**PROMPT**
Lay out the records below as a Markdown table with the columns No. and Line, one numbered row per line, leaving out blank lines and the pictures.

**EXERCISE INPUT**
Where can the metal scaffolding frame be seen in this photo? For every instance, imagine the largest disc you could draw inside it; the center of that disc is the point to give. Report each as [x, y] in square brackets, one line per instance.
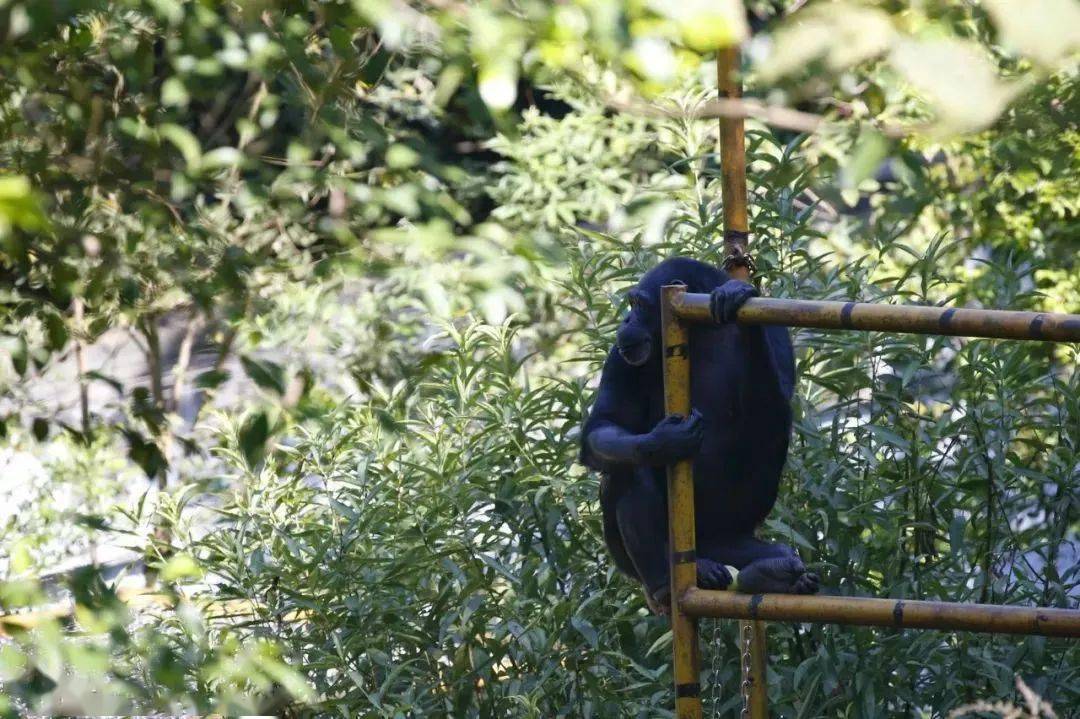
[680, 308]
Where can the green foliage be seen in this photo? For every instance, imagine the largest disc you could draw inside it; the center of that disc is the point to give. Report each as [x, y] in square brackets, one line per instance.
[407, 228]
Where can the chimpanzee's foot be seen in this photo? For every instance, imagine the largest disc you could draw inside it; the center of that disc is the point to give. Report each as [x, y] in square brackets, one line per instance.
[713, 574]
[782, 575]
[660, 601]
[806, 584]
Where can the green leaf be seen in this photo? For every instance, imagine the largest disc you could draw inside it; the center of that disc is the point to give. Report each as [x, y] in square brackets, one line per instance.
[185, 141]
[254, 434]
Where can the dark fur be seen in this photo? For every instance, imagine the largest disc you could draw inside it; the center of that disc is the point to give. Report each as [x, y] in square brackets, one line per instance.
[742, 381]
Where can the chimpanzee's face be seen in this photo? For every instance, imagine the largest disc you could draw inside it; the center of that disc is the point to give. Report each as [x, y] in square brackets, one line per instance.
[639, 333]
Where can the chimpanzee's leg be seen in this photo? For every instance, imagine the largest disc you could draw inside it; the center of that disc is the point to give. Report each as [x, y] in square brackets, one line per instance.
[642, 514]
[763, 566]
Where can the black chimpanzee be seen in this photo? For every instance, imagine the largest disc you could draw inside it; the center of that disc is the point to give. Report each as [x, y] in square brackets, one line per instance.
[741, 383]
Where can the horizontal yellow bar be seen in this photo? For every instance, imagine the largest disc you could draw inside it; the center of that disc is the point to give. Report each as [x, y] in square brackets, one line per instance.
[896, 613]
[918, 320]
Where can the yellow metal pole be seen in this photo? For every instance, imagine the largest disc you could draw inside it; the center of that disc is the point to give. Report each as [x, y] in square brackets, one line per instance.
[895, 613]
[737, 263]
[732, 164]
[918, 320]
[684, 568]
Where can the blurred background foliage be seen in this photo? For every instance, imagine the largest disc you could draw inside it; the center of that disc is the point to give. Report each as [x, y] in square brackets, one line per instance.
[300, 301]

**FINISHED EXERCISE**
| No. | Line |
|---|---|
| 1 | Where can the metal scaffolding frame be seen in this photo? For every instance, imagine the largest disc you could draw inside it; the center of that disc is the point to give. Report each as [x, y] in square brackets, one line per instance. |
| 2 | [680, 308] |
| 3 | Where can the green foliage be seen in this photo? For every instance, imagine the largest disc you could draw inside it; the center of that disc is the point to give. Report each as [x, y] in square brackets, one line per instance. |
| 4 | [407, 228] |
| 5 | Where can the chimpanzee's foot be seen in this photo? For every instance, imagine the largest disc you could draw inside it; the center of that disc is the point to give. Report each as [x, y] in square brackets, one line per instance. |
| 6 | [713, 574] |
| 7 | [782, 575] |
| 8 | [660, 601] |
| 9 | [806, 584] |
| 10 | Where can the green leaf be seen in this photo? For every instance, imagine the largest disc you could draw inside it; the center of that disc is the point to give. Report each as [x, y] in square brackets, one line per instance. |
| 11 | [185, 141] |
| 12 | [254, 434] |
| 13 | Where can the dark fur be seen in this photo? For every instance, imagine the largest disc you could draw inside it; the center of that disc is the point to give. Report each as [x, y] in square brackets, one line per instance. |
| 14 | [742, 381] |
| 15 | Where can the chimpanzee's face be seen in this photo? For every instance, imagine the largest disc you could draw inside it; the center of that disc is the point to give. Report each as [x, y] in square brackets, one line per instance. |
| 16 | [639, 333] |
| 17 | Where can the chimpanzee's leg be seen in this photo? For every instance, imagine the largest disc you could draw inside it; the center of that disc is the point to give. Report each as [x, y] in square brackets, one line per instance. |
| 18 | [642, 514] |
| 19 | [763, 566] |
| 20 | Where can the black chimpanzee be seen in this photo? For every instance, imagine the largest disc you could draw inside it; the center of that disc is the point to give. Report each as [x, y] in square brackets, one line per instance. |
| 21 | [741, 383] |
| 22 | Where can the horizontal yellow bar be seen in this photo? For every instance, imagine the largest disc you could draw inside it; the center of that disc is the point to give. Report each as [x, y] in square brackets, one line per instance. |
| 23 | [896, 613] |
| 24 | [918, 320] |
| 25 | Where can the yellow metal pole be seen in this photo? For every instance, imagine the largest disc you could draw inside it; the center of that disc is the point to give. Report each as [x, y] in square brackets, one line per instance. |
| 26 | [895, 613] |
| 27 | [737, 263] |
| 28 | [732, 164] |
| 29 | [918, 320] |
| 30 | [684, 568] |
| 31 | Where can the blurred background foliage be seen in this photo? For every instance, imagine the largest disc you could draw inside it; the center of that disc is the point to give. Report each as [x, y] in square brackets, one line per instance. |
| 32 | [300, 301] |